[WHAT TO PRODUCE]: The reply should consist of every entry, repeated exactly.
********
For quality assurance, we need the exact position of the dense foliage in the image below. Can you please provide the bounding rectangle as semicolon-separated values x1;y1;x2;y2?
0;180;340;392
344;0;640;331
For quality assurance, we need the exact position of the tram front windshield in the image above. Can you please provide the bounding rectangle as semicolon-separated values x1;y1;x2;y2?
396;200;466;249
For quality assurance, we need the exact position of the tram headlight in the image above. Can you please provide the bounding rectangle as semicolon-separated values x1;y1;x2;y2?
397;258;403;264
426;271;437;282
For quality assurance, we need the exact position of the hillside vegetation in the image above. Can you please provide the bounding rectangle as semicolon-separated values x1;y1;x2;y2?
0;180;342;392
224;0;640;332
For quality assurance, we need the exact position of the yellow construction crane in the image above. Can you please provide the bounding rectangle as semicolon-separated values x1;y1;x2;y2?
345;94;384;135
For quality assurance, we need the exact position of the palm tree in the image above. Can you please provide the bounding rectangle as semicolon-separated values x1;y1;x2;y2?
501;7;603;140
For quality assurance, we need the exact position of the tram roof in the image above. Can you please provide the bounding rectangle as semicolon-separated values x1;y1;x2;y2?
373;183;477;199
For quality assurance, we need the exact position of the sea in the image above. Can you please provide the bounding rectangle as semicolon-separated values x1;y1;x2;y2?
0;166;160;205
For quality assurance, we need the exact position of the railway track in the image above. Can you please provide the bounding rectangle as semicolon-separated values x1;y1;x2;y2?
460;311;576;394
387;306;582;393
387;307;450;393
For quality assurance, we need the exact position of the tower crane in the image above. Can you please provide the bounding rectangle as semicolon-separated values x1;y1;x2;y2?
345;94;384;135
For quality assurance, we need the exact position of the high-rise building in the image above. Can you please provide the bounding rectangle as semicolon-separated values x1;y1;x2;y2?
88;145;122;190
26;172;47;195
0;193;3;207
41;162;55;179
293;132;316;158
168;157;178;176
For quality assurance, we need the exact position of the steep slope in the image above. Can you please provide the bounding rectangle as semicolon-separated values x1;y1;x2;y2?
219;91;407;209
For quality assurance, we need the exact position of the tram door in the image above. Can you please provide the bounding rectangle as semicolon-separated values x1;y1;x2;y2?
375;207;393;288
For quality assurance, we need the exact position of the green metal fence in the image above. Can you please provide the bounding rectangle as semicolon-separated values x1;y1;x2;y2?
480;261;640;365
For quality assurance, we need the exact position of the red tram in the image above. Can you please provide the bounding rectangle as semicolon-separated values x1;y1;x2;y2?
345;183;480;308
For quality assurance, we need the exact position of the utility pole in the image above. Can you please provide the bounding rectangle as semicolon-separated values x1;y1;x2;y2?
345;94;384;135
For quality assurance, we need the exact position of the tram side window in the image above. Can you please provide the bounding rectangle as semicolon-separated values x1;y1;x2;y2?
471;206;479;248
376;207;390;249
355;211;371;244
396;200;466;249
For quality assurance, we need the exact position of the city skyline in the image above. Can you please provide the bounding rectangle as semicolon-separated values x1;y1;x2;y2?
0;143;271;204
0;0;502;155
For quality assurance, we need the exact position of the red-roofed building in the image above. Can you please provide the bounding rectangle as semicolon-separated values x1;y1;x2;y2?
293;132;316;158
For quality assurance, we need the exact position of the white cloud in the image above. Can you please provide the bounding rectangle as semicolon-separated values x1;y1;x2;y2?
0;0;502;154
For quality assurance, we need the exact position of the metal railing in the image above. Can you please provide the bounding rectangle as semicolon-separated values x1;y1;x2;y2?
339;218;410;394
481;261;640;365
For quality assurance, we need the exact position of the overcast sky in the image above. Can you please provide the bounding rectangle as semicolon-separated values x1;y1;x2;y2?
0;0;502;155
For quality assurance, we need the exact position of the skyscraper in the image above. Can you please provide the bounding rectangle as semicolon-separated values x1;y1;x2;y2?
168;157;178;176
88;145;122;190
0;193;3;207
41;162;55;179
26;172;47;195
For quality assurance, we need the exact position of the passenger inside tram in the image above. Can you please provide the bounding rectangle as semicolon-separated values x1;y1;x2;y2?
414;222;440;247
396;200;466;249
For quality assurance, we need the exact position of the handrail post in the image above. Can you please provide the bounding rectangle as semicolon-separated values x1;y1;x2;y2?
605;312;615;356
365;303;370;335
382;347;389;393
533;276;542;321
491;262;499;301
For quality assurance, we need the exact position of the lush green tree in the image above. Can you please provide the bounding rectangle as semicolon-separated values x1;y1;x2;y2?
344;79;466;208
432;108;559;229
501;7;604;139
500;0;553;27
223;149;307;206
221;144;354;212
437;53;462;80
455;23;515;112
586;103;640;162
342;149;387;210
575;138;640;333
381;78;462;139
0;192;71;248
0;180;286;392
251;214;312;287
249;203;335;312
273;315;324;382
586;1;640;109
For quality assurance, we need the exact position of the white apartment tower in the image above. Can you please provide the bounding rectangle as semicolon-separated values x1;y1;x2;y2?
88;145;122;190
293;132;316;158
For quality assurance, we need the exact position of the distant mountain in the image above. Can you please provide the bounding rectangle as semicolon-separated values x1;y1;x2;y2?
********
[OUTPUT]:
For quality assurance, we need the exact position of the dense foliage in the image below. Can you please provide the bounding rectangle as semicolon-separated values x1;y1;x2;y2?
0;180;340;392
344;0;640;331
For quality assurance, we need the exact position of the tram front windshield in the image above. Can you please provide the bounding rectangle as semicolon-separated values x1;y1;x2;y2?
396;200;466;249
For quality assurance, we need the exact position of the tram headlight in the image above. Can you please provide the bounding rectangle as semicolon-separated values x1;y1;x2;y2?
397;258;403;264
426;271;437;282
For quality assurance, we need the exact position of the hillside vegetation in the image above. Can you please provide the bounding rectangle as semicolon-separated values x1;y1;x2;y2?
0;180;342;392
224;0;640;332
For quality assurance, we need the exact position of the yellow construction crane in the image above. Can you please provide the bounding rectangle as semicolon-separated values x1;y1;x2;y2?
345;94;384;135
For quality assurance, we need the exact position of the palm tree in the image above. Can you please provide the bounding rectangle as semicolon-separated values x1;y1;x2;y2?
501;7;603;140
For quality assurance, we need the exact position of the tram roof in the image above. Can you please provide the bounding rectangle as semicolon-separated values x1;y1;x2;y2?
373;183;477;199
For quality assurance, we need the exact position of the sea in the image above. Can you please provide the bounding rectangle as semicolon-separated values x1;y1;x2;y2?
0;166;160;205
For quality assurance, we need the exact position of the railway track in the image above. Can you please provide the bounding rectangle as semicolon-separated values x1;y1;x2;y2?
460;311;576;394
387;306;582;393
387;307;450;393
For quality assurance, we need the exact position of the tower crane in the image above. Can you please provide the bounding rectangle as semicolon-separated values x1;y1;x2;y2?
345;94;384;135
For quality assurance, we need the exact position of the high-rise building in the image above. Can you please provide the bounding rectangle as semicolon-separated values x1;y1;x2;y2?
88;145;122;190
26;172;47;195
0;193;3;207
41;162;55;179
293;132;316;158
168;157;178;176
For quality assurance, we need the exact position of the steep slope in the image above. Can you please provide the bounding rectangle as semicolon-separated values x1;y1;x2;y2?
219;91;407;209
For quality assurance, we need the exact position of the tram door in the image above. Can you please provide the bounding rectangle as semicolon-separated values x1;y1;x2;y2?
375;207;393;288
For quality assurance, we need the exact position of the green metal fence in the image above. Can you please provide the bounding rectangle as semicolon-separated values x1;y1;x2;y2?
480;261;640;365
For quality assurance, we need the exact position of the red tram in the image above. Can you please provide the bounding rectangle as semicolon-separated values x1;y1;x2;y2?
345;183;480;308
For quality assurance, we need the exact position of the utility pole in the image above. Can you please provide the bounding rectangle as semicolon-separated values x1;y1;x2;y2?
345;94;384;135
For quality assurance, we need the exact position of the tram side window in the image above. Can you please provide the bounding rectangle as semicolon-separated values x1;y1;x2;y2?
471;206;479;248
376;207;390;249
355;211;371;244
396;200;466;249
For quality assurance, we need the exact position of the city skyline in the image above. Can you please provide the bounding rectangle as semicolon-separated values x1;y1;x2;y2?
0;143;271;204
0;0;502;155
For quality assurance, we need the exact position of the red-roofed building in the image above. Can you please provide the bounding rectangle as semicolon-separated values x1;y1;x2;y2?
293;132;316;158
For quality assurance, we need the exact position of the white cloud in the image above. Can you please provide the bounding rectangle as semicolon-separated values x1;y1;x2;y2?
0;0;502;154
For quality assurance, we need the exact position of the metal railing in the image above. Can you please provide the bounding rectangle as semicolon-separated values x1;y1;x2;y2?
339;218;410;394
481;261;640;365
For quality assurance, we need the exact position of the overcast sky in the image above. Can you please provide the bounding rectangle as semicolon-separated values x1;y1;x2;y2?
0;0;502;155
For quality assurance, we need the exact position of the skyscraper in the image above. Can you please provide the bounding rectangle as semicolon-separated values x1;y1;x2;y2?
168;157;178;176
88;145;122;190
0;193;3;207
41;162;55;179
26;172;47;195
For quality assurance, we need the exact position of the passenger inside tram in the image above. Can you please provide the bounding rectangle as semicolon-separated values x1;y1;x2;y2?
414;222;440;247
396;200;466;249
For quality assurance, we need the exact position of the handrail post in the image above. Can you please provide the bounding rectangle as semicolon-separated values x1;y1;x2;y2?
605;312;615;356
365;303;370;335
382;347;389;393
533;276;542;321
491;262;499;301
For quality assurance, we need the exact position of the lush green tree in the image above. Can you please provide the bounding rectangle as semicolon-separated values x1;y1;x2;y2?
344;79;466;208
432;108;559;229
501;7;604;139
500;0;553;27
223;149;307;206
221;144;354;212
437;53;462;80
455;23;515;112
586;103;640;162
342;149;387;210
575;138;640;333
381;78;462;139
0;192;71;248
0;180;286;392
251;214;312;287
249;203;335;312
273;315;324;382
586;1;640;109
For quality assurance, we need the exact position of the white apartment tower in the image above. Can you please provide the bounding rectangle as semicolon-separated values x1;y1;x2;y2?
88;145;122;190
293;132;316;158
For quality assurance, we need the exact position of the distant mountain in the image above. Can you please provide the bounding rectangle as semicolon-separated values x1;y1;x2;y2?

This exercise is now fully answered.